● Texte fourni:
>>>

Savoir si l’Ukraine allait un jour adhérer à l’Union Européenne a longtemps été un sujet de conversation pour dîners de diplomates. Les plus audacieux allaient jusqu’à évoquer une adhésion de la partie occidentale du pays après une partition à l’amiable, comme en Tchécoslovaquie. A la fin, tout le monde tombait d’accord pour dire que de toutes façons c’était une perspective bien lointaine. Là était l’essentiel : on pouvait encore longtemps esquiver la question de la zone légitime d’expansion de l’Europe, c’est-à-dire de sa frontière orientale, c’est-à-dire de son contact avec une zone d’influence russe. Pendant ce temps, élargissement après élargissement, l’OTAN suivie de l’UE progressaient tranquillement vers l’est malgré l’irritation croissante manifestée par la Russie. L’idée, avancée par François Mitterrand en 1991, de réunir une conférence internationale pour construire avec la Russie une architecture de sécurité en Europe de l’est, était oubliée depuis longtemps.
Quand, le 24 février 2021 l’armée russe a pénétré en territoire ukrainien, il était trop tard. Il n’y avait plus qu’à manifester notre sympathie à l’Ukraine en lui fournissant les moyens de tenir bon, avec l’espoir que la guerre ne durerait pas trop longtemps. Elle a duré et, peu à peu, on a vu émerger en Europe une doctrine nouvelle, non pas celle, qui s’était faite attendre en vain, d’une cohabitation avec la Russie, mais d’une menace russe sur l’Europe : l’attaque contre l’Ukraine serait la première étape d’un projet de soumission de l’Europe par la Russie.
La répétition ad nauseam d’une thèse, par l’autorité et par la grande presse, peut finir par lui donner des allures de vérité incontestable. La dernière en date, parce qu’elle induit une logique de guerre, mérite tout particulièrement un examen approfondi.
Ce discours performatif de « la menace russe » invoque l’Europe au singulier. Mais, face à la Russie, cette dernière n’est homogène ni par la géographie, ni par l’histoire.
Quelle Europe ?
Ainsi, les trois pays baltes où vivent de fortes minorités russophones, ont été intégrés dans l’UE et dans l’OTAN sans que soit stabilisé un modus vivendi avec la Russie de ces pays [1] et sans considération du lourd contentieux mémoriel qui les oppose : là comme en Ukraine, un fort courant d’opinion ne se résigne pas à voir dans les combattants nationalistes de la seconde guerre mondiale de simples collaborateurs du nazisme. Dans son roman historique Purge [2], la finno-estonienne Sofi Oksanen ne laisse aucun doute : pour elle, les bons sont la guérilla nationaliste soutenue par les Allemands, et les méchants, les occupants bolcheviques/russes.

<<<

[Relevés d'identification de position]
>>>

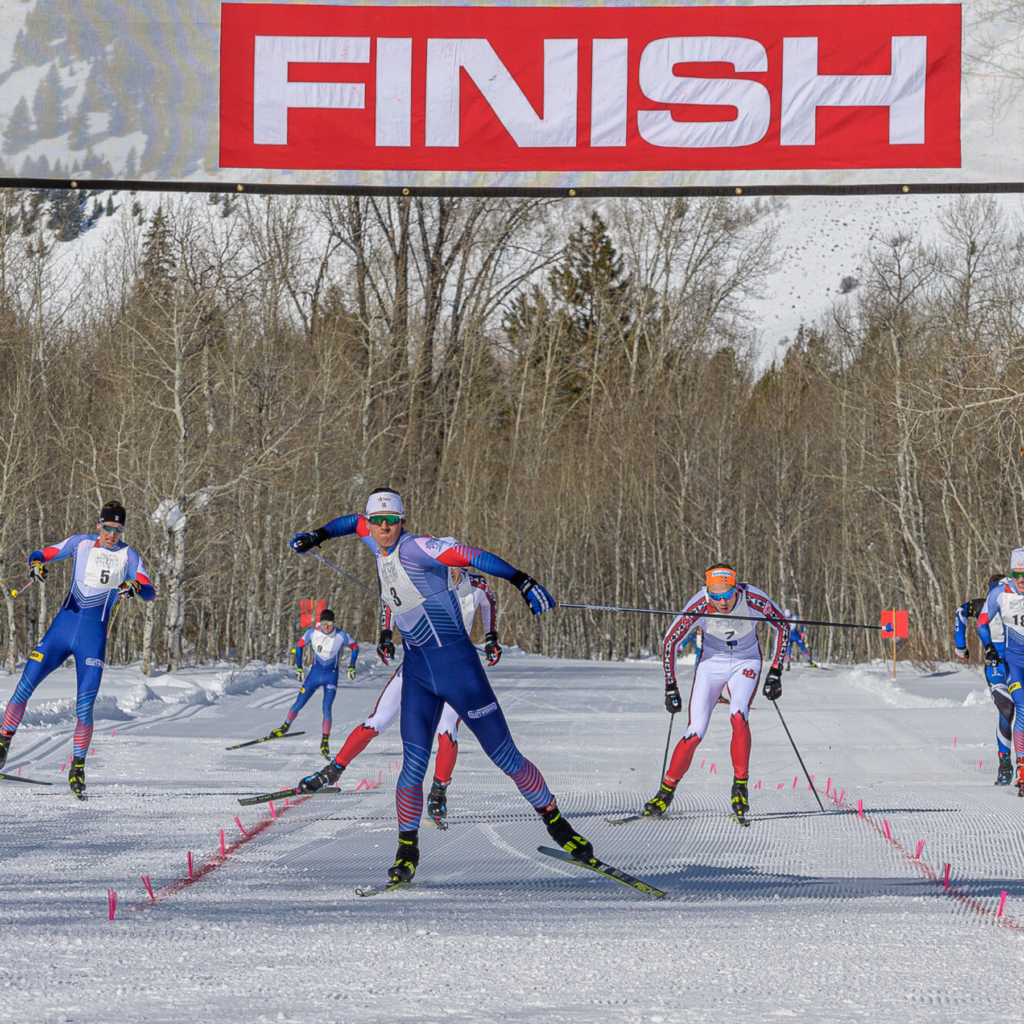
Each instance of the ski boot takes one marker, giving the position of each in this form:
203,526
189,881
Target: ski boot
328,775
740,805
76,777
561,832
406,859
437,804
658,804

<<<

● Consignes:
1 > Reproduisez l'article sur l'Europe face à la Russie, de « Ce discours performatif » jusqu'à « Quelle Europe ? ».
2 > Relevez tous les pays que l'article sur l'Europe face à la Russie désigne par leur nom.
3 > Poursuivez l'article sur l'Europe face à la Russie à partir de l'endroit où il s'arrête.

● Réponses:
1 >
Ce discours performatif de « la menace russe » invoque l’Europe au singulier. Mais, face à la Russie, cette dernière n’est homogène ni par la géographie, ni par l’histoire.
Quelle Europe ?

2 > Ukraine, Tchécoslovaquie, Russie

3 >
La Suède, la Pologne se sont, quant à eux, battus dès le XVIIe siècle avec la Russie pour le contrôle de la zone des confins entre empire germanique et empire russe. Une grande partie de cette zone constitue aujourd’hui l’Ukraine (mot signifiant « les confins » en russe), Etat établi par étapes au XXe siècle autour d’une nation ukrainienne cristallisée au XIXe siècle, comme d’autres nationalités d’Europe centrale et orientale.
La Pologne, qui a payé de 6 millions de morts la guerre avec l’Allemagne, ne lui en garde guère de rancune. Elle réserve sa haine à la Russie, à laquelle elle doit un demi-siècle d’un régime qui, pour n’avoir pas été le plus brutal du bloc soviétique, n’en fut pas moins détesté. Auparavant il y avait eu les guerres du XVIIe siècle, qui avaient conduit l’armée polonaise à occuper Moscou (1610), au partage de la Pologne, à la répression du mouvement national polonais au XIXe siècle (« L’ordre règne à Varsovie »), à la guerre de 1920 qui avait conduit l’armée rouge jusqu’aux portes de Varsovie, puis l’agression germano-soviétique de 1939, et enfin les insurgés de Varsovie abandonnés à leur sort en janvier 1945. L’héritage est lourd, et il a un arrière-plan religieux.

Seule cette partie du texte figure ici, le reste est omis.